- Task directions -
Render every line of the material below as a JSON list of strings, one string per line, skipping blank lines and leaving out the pictures.

[Dataset rows]
^^^^
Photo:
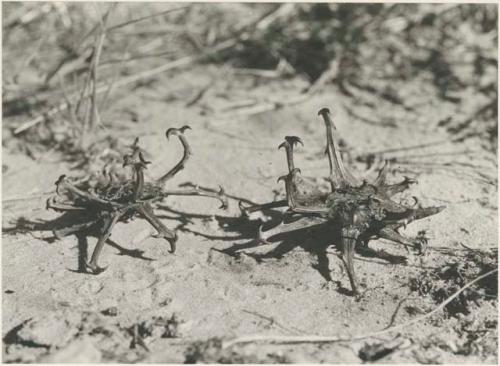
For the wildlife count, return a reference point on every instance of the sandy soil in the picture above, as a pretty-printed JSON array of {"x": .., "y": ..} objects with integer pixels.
[{"x": 220, "y": 284}]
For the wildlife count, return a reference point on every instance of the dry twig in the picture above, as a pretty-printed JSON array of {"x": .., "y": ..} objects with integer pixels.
[{"x": 337, "y": 338}]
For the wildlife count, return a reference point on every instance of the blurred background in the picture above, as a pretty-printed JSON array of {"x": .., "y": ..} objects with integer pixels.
^^^^
- Expected answer -
[
  "Photo:",
  "For the wildlife count, return a reference point on every instance of the sandy soil in the picture above, as a pretty-printed JSON array of {\"x\": .., \"y\": ..} objects with integer pixels.",
  "[{\"x\": 220, \"y\": 284}]",
  "For the wildlife count, return a reference point on every instance of the dry twig in the picture above, as a pretty-printed JSON array of {\"x\": .., \"y\": ..} objects with integer pixels.",
  "[{\"x\": 337, \"y\": 338}]",
  "For the wildlife count, return a reference point on every instance of the blurred background in the picture above, as a pretty-printed JSON array of {\"x\": .., \"y\": ..} objects with integer pixels."
]